● **To do**
- A) List the sediment sampling stations named in the Venice lagoon site description.
- B) Continue the Venice lagoon site description from the point where it stops.

Start of Excerpted passage

Study Site Description: The Venice Lagoon

The Venice lagoon is a shallow water body, covering an area of approximately 432 km² (Sfriso et al., 2019). Its average depth is approximately 1 m, with only 5% deeper than 5 m (some navigable channels are deeper than 15 m). The lagoon is connected to the Northern Adriatic Sea through three inlets: the tidal exchange can reach 20,000 m³ s^–1 at peak flow during spring tides (Umgiesser, 2020). On average, water residence time ranges from a few days in the areas close to the inlets to about one month in the inner part, close to the river tributaries (Cucco and Umgiesser, 2006). Notwithstanding the high anthropogenic impact, the Venice lagoon ecosystem still shows a good resilience, providing a broad range of ecosystem services (Rova et al., 2015, 2019). In compliance with the implementation of the Water Framework Directive 2000/60/EC (European Community, 2000), the lagoon was divided into 11 water bodies, based on a combination of hydrological descriptors, existing pressures and chemical, and ecological status (Hydrographic district of Oriental Alps, HDOA; Autorità di bacino dell’Adige e dell’Alto Adriatico, 2010).

Surface sediment was sampled at the five stations shown in Figure 1. With respect to the WFD water bodies, stations ALG1, ALG2, and TRES are located in PNC1, VIG in ENC2, and GIU in ENC4. PNC1 stands for Polyhaline Non-Confined 1 water body, with salinity ranging between 20 and 30, while ENC2 and ENC4 are Eurhaline Non-Confined 2 and 4, with salinity between 30 and 40; the three water bodies are NC-non-confined, to differentiate them from those located in the inner parts of the lagoon, characterized by higher water residence time. All stations were located in shallow areas, about 1 m deep. Station ALG2 was located near a Manila clam (Ruditapes philippinarum) farming area (Pessa et al., 2018). Stations ALG2, GIU, and TRES were more exposed to wind, with respect to ALG1 and VIG, which are protected, respectively, by an island and a saltmarsh, with the prevalent winds in this area blowing from North-East (Bora) and South-East (Scirocco). The water residence time was higher at stations TRES and ALG1: the latter is also directly affected by freshwater discharges. Four water quality monitoring stations were selected, belonging to the Ministero delle Infrastrutture e dei Trasporti network (Figure 1). One of these stations, VE02, was located nearby the ALG2 station.

FIGURE 1

Figure 1. Sediment sampling stations (ALG1, ALG2, TRES, GIU, and VIG), and oxygen monitoring stations (VE 02-04-05-06) reported in the framework of the subdivision adopted by the management plan HDOA (see references in text).

End of Excerpted passage
Start of Stored records

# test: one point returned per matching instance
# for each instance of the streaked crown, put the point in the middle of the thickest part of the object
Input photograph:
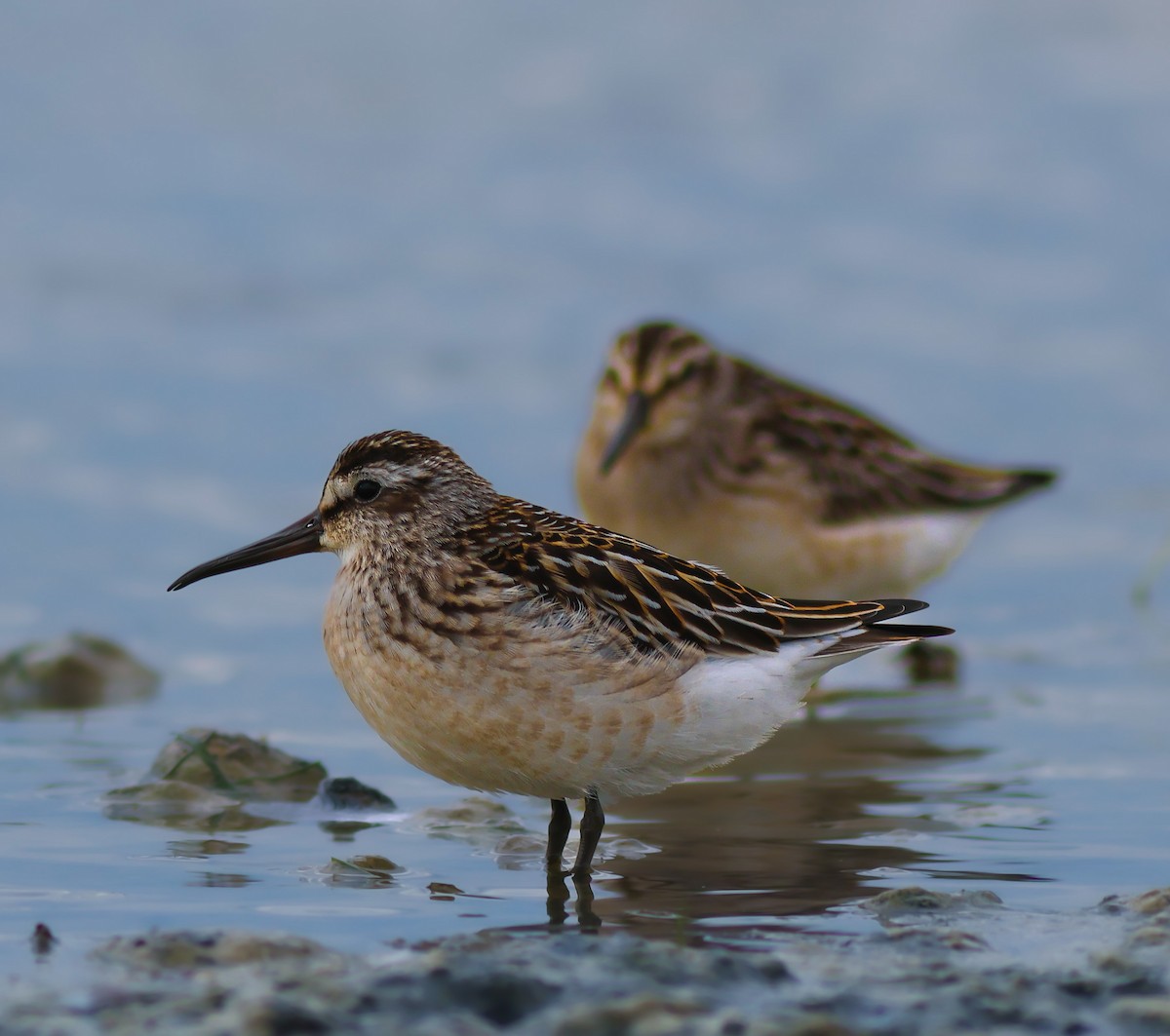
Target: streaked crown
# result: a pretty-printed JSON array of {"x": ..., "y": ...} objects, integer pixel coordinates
[
  {"x": 656, "y": 358},
  {"x": 398, "y": 483},
  {"x": 656, "y": 388}
]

End of Stored records

● **Responses for each task**
- A) ALG1, ALG2, TRES, GIU, VIG

- B)
Materials and Methods

Field Campaigns and Data Analysis

The five stations in the central part of the lagoon were sampled in 2015, 2016, and 2017 (Figure 1 and Table 1). At each station, water column was sampled at a depth of 0.5 m with a 5-L Niskin^® bottle. At least three 20–40 cm long sediment cores were collected using an Uwitech single tube corer attached to a coring stick. Cores were capped and stored in the shade before returning to the laboratory.

TABLE 1

Table 1. Positions of the five sampling stations and field surveys.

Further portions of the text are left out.